* Begin Text *

More oversight of America’s international media networks a good idea
Congress is reviewing legislation that will help guarantee outside oversight of America’s international media networks. The bill is valuable as it is, but could be even stronger.
Bill S.3654, sponsored by Sen. Robert Menendez (D-N.J.) and approved Wednesday by the Committee on Foreign Relations, is the latest in a long series of measures to change the structure of the U.S. Agency for Global Media. USAGM, which was known until August as the Broadcasting Board of Governors, administers the operations of the Voice of America, Radio Free Europe/Radio Liberty and the three other media networks financed by Congress: Radio Free Asia, the Office of Cuba Broadcasting and Middle East Broadcasting Networks.
Together, the networks operate in some 60 languages on radio, television and the internet, serving 345 million people outside the United States.
S.3654 limits the sweeping powers that Congress granted USAGM’s CEO in a 2016 revision of the International Broadcasting Act. The new measure also tasks the International Broadcasting Advisory Board, authorized by the 2016 revision but never actually created, with monitoring the professionalism and independence of the networks.{mosads}
The 2016 act was a reaction to widespread dissatisfaction with the Broadcasting Board of Governors. The board, an eight-member bipartisan panel with the secretary of state ex officio, had previously tried to run the broadcasters by committee. The 2016 act transferred most of the board’s powers to the agency’s CEO, currently John F. Lansing, endowing him with the right to name the heads of each network, “direct” the networks’ work and move congressional funding around among them.

* End Text *
* Begin Information supplied *

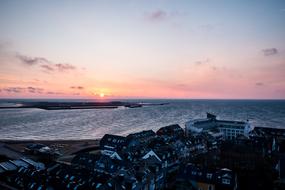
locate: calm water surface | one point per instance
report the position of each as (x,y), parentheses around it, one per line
(91,124)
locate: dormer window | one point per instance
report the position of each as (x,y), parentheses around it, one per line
(209,176)
(226,181)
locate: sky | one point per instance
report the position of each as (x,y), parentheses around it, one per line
(192,49)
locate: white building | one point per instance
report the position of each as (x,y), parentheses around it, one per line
(229,129)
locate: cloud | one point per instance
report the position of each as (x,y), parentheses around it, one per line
(45,64)
(202,62)
(54,93)
(13,89)
(77,87)
(64,66)
(31,60)
(35,90)
(270,51)
(29,89)
(47,67)
(259,84)
(157,15)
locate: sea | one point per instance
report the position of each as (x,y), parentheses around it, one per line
(38,124)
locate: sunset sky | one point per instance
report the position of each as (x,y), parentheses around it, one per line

* End Information supplied *

### Requests:
A) Echo the passage of the media oversight article from "S.3654 limits the" to "around among them." exactly as it appears.
B) Name every media network that the media oversight article says USAGM administers.

### Solutions in order:
A)
S.3654 limits the sweeping powers that Congress granted USAGM’s CEO in a 2016 revision of the International Broadcasting Act. The new measure also tasks the International Broadcasting Advisory Board, authorized by the 2016 revision but never actually created, with monitoring the professionalism and independence of the networks.{mosads}
The 2016 act was a reaction to widespread dissatisfaction with the Broadcasting Board of Governors. The board, an eight-member bipartisan panel with the secretary of state ex officio, had previously tried to run the broadcasters by committee. The 2016 act transferred most of the board’s powers to the agency’s CEO, currently John F. Lansing, endowing him with the right to name the heads of each network, “direct” the networks’ work and move congressional funding around among them.

B)
- Voice of America
- Radio Free Europe/Radio Liberty
- Radio Free Asia
- Office of Cuba Broadcasting
- Middle East Broadcasting Networks